INFORMATION ->
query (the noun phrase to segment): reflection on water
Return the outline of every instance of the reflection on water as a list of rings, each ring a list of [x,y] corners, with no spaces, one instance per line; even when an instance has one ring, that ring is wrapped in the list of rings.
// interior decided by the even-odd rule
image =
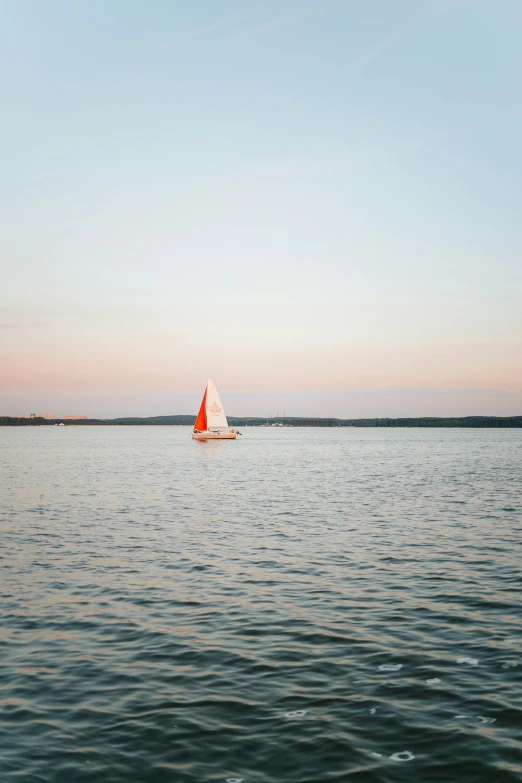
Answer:
[[[522,780],[522,433],[0,430],[0,780]]]

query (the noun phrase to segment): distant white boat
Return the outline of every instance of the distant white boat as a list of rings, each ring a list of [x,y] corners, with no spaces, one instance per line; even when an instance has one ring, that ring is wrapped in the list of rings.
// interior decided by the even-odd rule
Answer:
[[[194,440],[236,440],[240,433],[228,426],[216,384],[209,378],[194,424]]]

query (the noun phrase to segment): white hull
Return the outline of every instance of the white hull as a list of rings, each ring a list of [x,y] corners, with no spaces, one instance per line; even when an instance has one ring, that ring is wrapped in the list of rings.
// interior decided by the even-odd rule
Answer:
[[[237,432],[211,432],[210,430],[204,430],[203,432],[193,432],[192,438],[194,440],[237,440]]]

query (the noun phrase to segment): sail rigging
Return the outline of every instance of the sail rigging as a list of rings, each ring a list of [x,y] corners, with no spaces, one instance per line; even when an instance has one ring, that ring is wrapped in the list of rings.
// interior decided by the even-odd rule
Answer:
[[[192,437],[199,441],[237,440],[239,434],[237,430],[228,426],[216,384],[212,378],[208,378]]]

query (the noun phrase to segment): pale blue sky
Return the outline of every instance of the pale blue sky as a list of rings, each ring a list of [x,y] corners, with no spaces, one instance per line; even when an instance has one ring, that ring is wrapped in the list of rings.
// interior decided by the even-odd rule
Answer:
[[[0,10],[0,412],[522,411],[519,0]]]

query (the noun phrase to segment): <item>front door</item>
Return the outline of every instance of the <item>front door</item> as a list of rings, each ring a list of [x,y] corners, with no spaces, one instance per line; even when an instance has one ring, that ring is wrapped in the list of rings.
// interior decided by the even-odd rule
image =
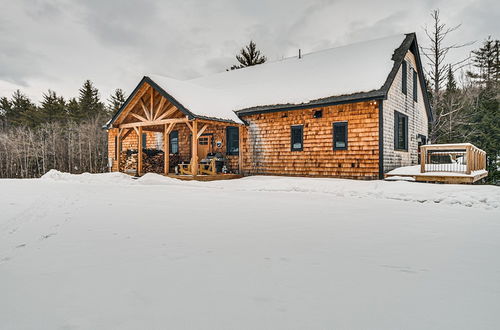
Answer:
[[[202,135],[198,139],[198,160],[207,158],[209,152],[212,152],[212,136]]]

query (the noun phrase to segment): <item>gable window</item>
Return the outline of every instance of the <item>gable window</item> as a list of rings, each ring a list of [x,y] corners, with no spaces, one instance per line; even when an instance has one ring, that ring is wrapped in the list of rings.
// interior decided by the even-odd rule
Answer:
[[[240,152],[240,129],[235,126],[226,127],[226,153],[238,155]]]
[[[333,123],[333,150],[347,150],[347,122]]]
[[[401,67],[401,91],[403,92],[404,95],[407,93],[407,80],[408,80],[408,70],[407,70],[407,64],[406,61],[403,61],[402,67]]]
[[[417,91],[418,91],[418,83],[417,83],[417,71],[413,70],[413,101],[417,102]]]
[[[302,151],[304,142],[304,126],[294,125],[291,129],[291,150]]]
[[[179,131],[170,132],[169,151],[171,154],[179,153]]]
[[[408,151],[408,116],[394,111],[394,149]]]
[[[147,134],[146,133],[142,133],[142,149],[146,149],[146,147],[148,146],[148,143],[147,143]]]

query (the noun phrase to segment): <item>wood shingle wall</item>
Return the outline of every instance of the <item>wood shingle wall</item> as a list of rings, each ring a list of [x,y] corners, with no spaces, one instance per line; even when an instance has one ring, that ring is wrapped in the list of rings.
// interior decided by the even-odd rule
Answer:
[[[314,118],[322,110],[321,118]],[[243,174],[376,179],[378,103],[252,114],[242,134]],[[347,121],[348,148],[333,150],[333,123]],[[303,125],[303,150],[291,151],[291,126]]]

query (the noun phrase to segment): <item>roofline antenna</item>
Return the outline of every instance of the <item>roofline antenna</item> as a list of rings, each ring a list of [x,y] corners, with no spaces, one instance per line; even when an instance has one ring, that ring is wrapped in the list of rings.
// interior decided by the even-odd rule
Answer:
[[[299,58],[302,58],[302,51],[299,48]]]

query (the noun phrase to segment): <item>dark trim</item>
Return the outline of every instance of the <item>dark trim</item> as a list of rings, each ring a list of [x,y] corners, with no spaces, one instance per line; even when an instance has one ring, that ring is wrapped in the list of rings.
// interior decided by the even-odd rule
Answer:
[[[408,95],[408,63],[404,59],[401,62],[401,92]]]
[[[378,178],[384,179],[384,102],[378,103]]]
[[[172,152],[172,134],[173,133],[176,133],[177,134],[177,152]],[[172,132],[170,132],[168,134],[168,152],[172,155],[178,155],[180,153],[180,150],[179,150],[179,130],[173,130]]]
[[[362,94],[365,94],[365,93],[362,93]],[[335,99],[338,99],[338,100],[333,100],[333,101],[328,101],[328,102],[311,101],[309,103],[304,103],[304,104],[299,104],[299,105],[282,104],[282,105],[275,105],[275,106],[269,106],[269,107],[253,107],[253,108],[238,110],[238,111],[235,111],[235,113],[238,115],[238,117],[240,117],[240,119],[242,121],[244,121],[244,118],[242,118],[242,116],[248,116],[248,115],[253,115],[253,114],[313,109],[313,108],[320,108],[320,107],[328,107],[331,105],[368,102],[368,101],[374,101],[374,100],[381,100],[385,97],[385,95],[380,94],[380,93],[377,93],[377,94],[374,93],[373,96],[366,96],[366,97],[357,97],[357,95],[358,94],[347,95],[347,96],[338,96],[338,97],[335,97]],[[351,98],[351,96],[352,96],[352,98]],[[333,99],[333,98],[328,98],[328,99]]]
[[[396,148],[399,143],[399,118],[405,118],[405,127],[404,127],[404,133],[405,133],[405,146],[404,148]],[[394,110],[394,151],[403,151],[403,152],[408,152],[408,144],[409,144],[409,136],[408,136],[408,128],[409,123],[408,123],[408,115],[405,115],[404,113],[401,113],[397,110]]]
[[[431,108],[431,103],[429,101],[429,94],[427,94],[427,83],[425,82],[424,67],[422,66],[422,59],[420,57],[417,37],[415,36],[415,33],[412,34],[415,40],[411,44],[410,51],[413,53],[413,56],[415,56],[415,60],[417,61],[417,69],[418,69],[417,74],[419,78],[418,80],[420,81],[420,89],[422,90],[422,95],[424,97],[424,105],[425,105],[425,110],[427,112],[427,118],[429,119],[429,122],[433,122],[434,114]]]
[[[300,148],[293,147],[293,130],[294,128],[300,128]],[[290,126],[290,151],[302,151],[304,150],[304,125],[297,124]]]
[[[413,78],[413,101],[418,102],[418,79],[417,79],[417,71],[412,69],[412,78]]]
[[[345,127],[345,134],[344,134],[344,139],[345,139],[345,147],[337,147],[335,145],[335,127],[343,126]],[[332,141],[333,141],[333,150],[347,150],[349,147],[348,141],[349,141],[349,124],[348,121],[337,121],[332,123]]]
[[[229,151],[229,131],[231,130],[236,130],[238,132],[238,151],[235,152],[235,151]],[[237,156],[240,154],[240,128],[238,126],[226,126],[226,155],[229,155],[229,156]]]

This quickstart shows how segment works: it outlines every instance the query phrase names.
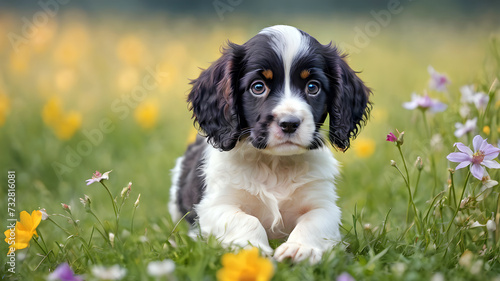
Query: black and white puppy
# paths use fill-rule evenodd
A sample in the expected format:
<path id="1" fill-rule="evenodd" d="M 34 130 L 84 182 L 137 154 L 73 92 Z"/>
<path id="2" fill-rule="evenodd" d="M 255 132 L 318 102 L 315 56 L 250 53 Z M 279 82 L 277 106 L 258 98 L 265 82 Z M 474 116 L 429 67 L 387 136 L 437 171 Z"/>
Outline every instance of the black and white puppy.
<path id="1" fill-rule="evenodd" d="M 315 263 L 341 241 L 339 164 L 329 140 L 349 148 L 371 108 L 370 90 L 331 44 L 290 26 L 265 28 L 192 81 L 198 137 L 173 169 L 169 211 L 189 212 L 202 235 L 256 246 L 288 237 L 278 261 Z"/>

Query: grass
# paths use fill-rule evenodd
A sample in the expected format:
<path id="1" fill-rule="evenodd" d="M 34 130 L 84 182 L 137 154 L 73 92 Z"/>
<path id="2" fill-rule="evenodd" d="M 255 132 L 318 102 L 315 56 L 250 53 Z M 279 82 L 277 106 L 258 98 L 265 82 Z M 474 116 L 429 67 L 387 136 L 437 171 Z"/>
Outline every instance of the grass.
<path id="1" fill-rule="evenodd" d="M 2 33 L 15 30 L 15 16 L 0 18 Z M 7 62 L 0 66 L 0 96 L 7 100 L 0 108 L 8 112 L 0 127 L 0 145 L 6 149 L 0 157 L 0 186 L 7 190 L 7 171 L 16 171 L 17 218 L 23 210 L 38 208 L 51 214 L 38 227 L 39 238 L 17 252 L 15 274 L 9 274 L 2 255 L 1 276 L 45 280 L 66 261 L 86 280 L 93 280 L 94 265 L 113 264 L 127 269 L 126 280 L 155 280 L 147 274 L 148 263 L 171 259 L 178 280 L 214 280 L 227 250 L 213 238 L 191 240 L 187 225 L 172 222 L 166 207 L 169 169 L 194 131 L 185 104 L 188 78 L 214 61 L 228 38 L 243 43 L 275 22 L 257 24 L 244 18 L 247 25 L 228 28 L 192 18 L 153 17 L 125 26 L 120 18 L 95 20 L 78 13 L 61 15 L 20 52 L 0 43 L 0 58 Z M 352 42 L 353 26 L 366 20 L 304 18 L 286 23 L 326 43 Z M 500 76 L 500 46 L 498 37 L 490 35 L 498 28 L 487 21 L 476 24 L 468 28 L 466 23 L 395 20 L 350 56 L 350 64 L 363 71 L 360 75 L 374 89 L 375 106 L 352 149 L 335 153 L 343 163 L 338 193 L 346 247 L 332 249 L 315 266 L 275 263 L 273 280 L 333 280 L 343 272 L 356 280 L 499 278 L 500 231 L 471 227 L 488 220 L 498 225 L 498 186 L 477 201 L 481 183 L 467 177 L 467 169 L 450 172 L 455 163 L 446 159 L 457 141 L 472 147 L 475 134 L 498 145 L 499 86 L 492 84 Z M 452 81 L 445 94 L 429 91 L 448 109 L 425 115 L 403 109 L 400 105 L 413 91 L 422 94 L 427 88 L 428 65 Z M 150 69 L 162 75 L 138 98 L 137 87 L 145 88 L 143 78 L 151 75 Z M 465 121 L 459 114 L 459 88 L 472 83 L 489 93 L 490 103 L 484 113 L 471 105 L 470 117 L 479 117 L 478 129 L 456 138 L 455 123 Z M 483 131 L 486 125 L 489 134 Z M 405 131 L 401 153 L 385 141 L 396 128 Z M 431 145 L 435 135 L 440 141 Z M 423 159 L 422 170 L 413 165 L 417 156 Z M 97 183 L 85 185 L 95 170 L 113 170 L 105 184 L 117 198 L 119 219 L 107 191 Z M 499 180 L 498 171 L 489 172 Z M 120 193 L 129 182 L 131 192 L 122 204 Z M 79 201 L 84 195 L 91 198 L 92 212 Z M 465 197 L 471 198 L 469 203 L 459 208 Z M 71 213 L 60 203 L 71 206 Z M 0 207 L 7 210 L 7 200 Z M 6 222 L 7 212 L 0 218 Z M 7 253 L 6 243 L 0 252 Z"/>

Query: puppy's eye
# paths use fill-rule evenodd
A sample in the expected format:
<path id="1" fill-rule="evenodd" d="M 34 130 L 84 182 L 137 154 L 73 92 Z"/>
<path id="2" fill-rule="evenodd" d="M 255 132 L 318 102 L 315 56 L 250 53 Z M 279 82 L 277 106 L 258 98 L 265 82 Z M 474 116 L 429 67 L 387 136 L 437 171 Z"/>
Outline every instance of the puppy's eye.
<path id="1" fill-rule="evenodd" d="M 317 95 L 320 90 L 321 90 L 321 85 L 316 80 L 309 81 L 306 85 L 306 93 L 308 95 L 311 96 Z"/>
<path id="2" fill-rule="evenodd" d="M 266 84 L 261 80 L 254 81 L 250 86 L 250 92 L 256 96 L 261 96 L 267 91 Z"/>

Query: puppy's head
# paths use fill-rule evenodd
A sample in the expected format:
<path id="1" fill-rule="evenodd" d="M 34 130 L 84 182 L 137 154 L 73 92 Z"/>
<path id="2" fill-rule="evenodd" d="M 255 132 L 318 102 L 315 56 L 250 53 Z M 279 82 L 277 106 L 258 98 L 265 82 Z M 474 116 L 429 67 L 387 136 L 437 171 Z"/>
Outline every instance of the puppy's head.
<path id="1" fill-rule="evenodd" d="M 331 44 L 290 26 L 262 30 L 192 81 L 193 117 L 216 148 L 245 141 L 265 153 L 292 155 L 329 140 L 349 148 L 370 111 L 370 90 Z"/>

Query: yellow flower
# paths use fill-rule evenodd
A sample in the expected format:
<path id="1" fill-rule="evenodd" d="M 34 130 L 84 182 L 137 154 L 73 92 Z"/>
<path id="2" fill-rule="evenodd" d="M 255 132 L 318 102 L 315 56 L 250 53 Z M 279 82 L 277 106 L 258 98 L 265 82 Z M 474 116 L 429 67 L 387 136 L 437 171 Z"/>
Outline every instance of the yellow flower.
<path id="1" fill-rule="evenodd" d="M 483 133 L 485 133 L 487 136 L 489 136 L 490 133 L 491 133 L 490 126 L 484 126 L 483 127 Z"/>
<path id="2" fill-rule="evenodd" d="M 10 100 L 6 94 L 0 94 L 0 126 L 5 124 L 5 119 L 7 119 L 7 114 L 10 111 Z"/>
<path id="3" fill-rule="evenodd" d="M 198 136 L 198 131 L 196 129 L 191 129 L 189 136 L 187 138 L 187 144 L 191 144 L 196 141 L 196 137 Z"/>
<path id="4" fill-rule="evenodd" d="M 82 116 L 78 112 L 65 113 L 61 100 L 53 97 L 43 107 L 42 119 L 61 140 L 70 139 L 82 124 Z"/>
<path id="5" fill-rule="evenodd" d="M 375 141 L 372 139 L 360 138 L 353 145 L 353 150 L 360 158 L 368 158 L 375 152 Z"/>
<path id="6" fill-rule="evenodd" d="M 26 211 L 22 211 L 21 221 L 16 222 L 15 230 L 8 229 L 4 232 L 5 242 L 9 244 L 9 252 L 7 254 L 29 247 L 31 237 L 33 235 L 38 236 L 36 228 L 41 220 L 42 212 L 39 210 L 33 211 L 31 215 Z"/>
<path id="7" fill-rule="evenodd" d="M 144 61 L 144 44 L 135 36 L 127 36 L 118 42 L 118 57 L 129 65 L 138 65 Z"/>
<path id="8" fill-rule="evenodd" d="M 259 250 L 241 250 L 238 254 L 222 256 L 222 266 L 217 271 L 219 281 L 265 281 L 273 277 L 274 267 L 269 259 L 259 256 Z"/>
<path id="9" fill-rule="evenodd" d="M 151 129 L 158 120 L 158 105 L 150 101 L 143 102 L 134 111 L 135 121 L 144 129 Z"/>

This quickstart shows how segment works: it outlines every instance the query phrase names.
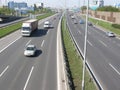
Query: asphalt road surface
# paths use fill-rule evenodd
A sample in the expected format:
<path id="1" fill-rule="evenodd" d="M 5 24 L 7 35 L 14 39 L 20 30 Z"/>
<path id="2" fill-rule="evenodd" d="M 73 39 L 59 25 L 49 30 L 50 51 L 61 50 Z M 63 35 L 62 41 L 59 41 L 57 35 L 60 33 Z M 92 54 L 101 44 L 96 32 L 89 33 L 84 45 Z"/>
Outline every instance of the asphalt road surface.
<path id="1" fill-rule="evenodd" d="M 76 16 L 74 24 L 67 15 L 68 26 L 81 52 L 84 49 L 85 24 Z M 88 26 L 87 62 L 104 90 L 120 90 L 120 40 L 108 37 L 104 30 Z"/>
<path id="2" fill-rule="evenodd" d="M 56 39 L 59 18 L 49 21 L 54 28 L 45 30 L 43 23 L 39 24 L 31 37 L 21 37 L 18 32 L 19 38 L 9 47 L 1 49 L 0 90 L 57 90 Z M 24 48 L 28 44 L 37 47 L 34 57 L 24 56 Z"/>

WHAT YOU HAVE TO DO ->
Show each line of the data that contains the string "shingle".

ANSWER TO THIS TASK ->
query (the noun phrase to segment): <item>wood shingle wall</item>
Return the outline of every instance of the <item>wood shingle wall</item> as a list of rings, each ring a list of [x,y] corners, with no spaces, one instance per line; even when an instance has one ring, that ring is wrapped in the list of rings.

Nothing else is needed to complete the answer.